Модернизация МиГ-29 до уровня МиГ-29МУ1 направлена на увеличение дальности обнаружения воздушных целей, улучшение точности выведения самолёта в заданную точку и расширение возможностей по контролю и регистрации функциональных параметров технического состояния самолета, двигателя и ряда бортовых систем.
В ходе модернизации истребитель проходит капитальный ремонт с продлением ресурса на Львовском авиаремонтном заводе, окрашивается в "пиксельный" камуфляж, на самолёт устанавливают интегрированный в БРЭО приемник системы спутниковой навигации СН-3307 производства «Оризон-Навигация» (за счёт чего увеличена точность навигации и дальность применения автоматизированных средств инструментальной посадки), специалистами «Фазотрон-Украина» производится замена блока приёмника Н019-09 бортовой РЛС Н019 (что позволило повысить её надежность за счёт использования новой, более современной элементной базы до 10-20 тысяч часов). Кроме того, сообщается о расширении спектра частот радиостанции под требования ICAO.
Повышению боевой эффективности самолёта должно также способствовать использование усовершенствованного ракетного оружия украинского производства (230-мм ракет класса «воздух-воздух» средней дальности Р-27ЭР1 и Р-27ЭТ1 производства государственной компании «Артем» с дальностью пуска до 95 км и перспективных 170-мм ракет «Грань» ближнего воздушного боя с тепловой головкой самонаведения, разработка которых поручена ГККБ «Луч» и ГАХК «Артем»).

* [Что сделать]:
1. Какие ракеты названы в тексте о модернизации МиГ-29? Перечислите все.
2. Как изложить суть текста о модернизации МиГ-29 в двух предложениях?
3. Воспроизведите фрагмент текста о модернизации МиГ-29, начиная со слов «В ходе модернизации» и заканчивая словами «под требования ICAO.».
Записи, идущие дальше, для работы не нужны.

* [Исходные записи]:

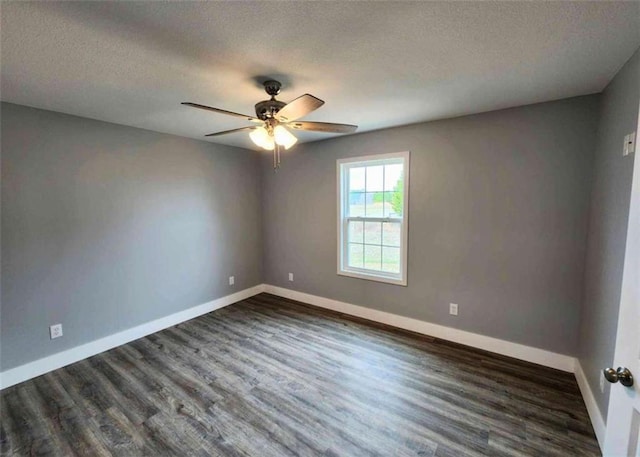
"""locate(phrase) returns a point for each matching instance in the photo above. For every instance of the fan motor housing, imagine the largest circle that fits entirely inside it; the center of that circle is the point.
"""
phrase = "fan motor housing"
(268, 108)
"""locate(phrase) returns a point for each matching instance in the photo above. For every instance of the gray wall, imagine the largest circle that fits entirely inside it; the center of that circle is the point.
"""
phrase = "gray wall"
(498, 215)
(106, 227)
(608, 226)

* [Ответы]:
1. Р-27ЭР1, Р-27ЭТ1, «Грань».

2. Модернизация МиГ-29 до уровня МиГ-29МУ1 должна увеличить дальность обнаружения воздушных целей, повысить точность выведения самолёта в заданную точку и расширить возможности контроля технического состояния самолёта, двигателя и ряда бортовых систем. Самолёт проходит капитальный ремонт с продлением ресурса, получает приёмник спутниковой навигации СН-3307 и новый блок приёмника бортовой РЛС, а его боевую эффективность должно повысить ракетное оружие украинского производства.

3.
В ходе модернизации истребитель проходит капитальный ремонт с продлением ресурса на Львовском авиаремонтном заводе, окрашивается в "пиксельный" камуфляж, на самолёт устанавливают интегрированный в БРЭО приемник системы спутниковой навигации СН-3307 производства «Оризон-Навигация» (за счёт чего увеличена точность навигации и дальность применения автоматизированных средств инструментальной посадки), специалистами «Фазотрон-Украина» производится замена блока приёмника Н019-09 бортовой РЛС Н019 (что позволило повысить её надежность за счёт использования новой, более современной элементной базы до 10-20 тысяч часов). Кроме того, сообщается о расширении спектра частот радиостанции под требования ICAO.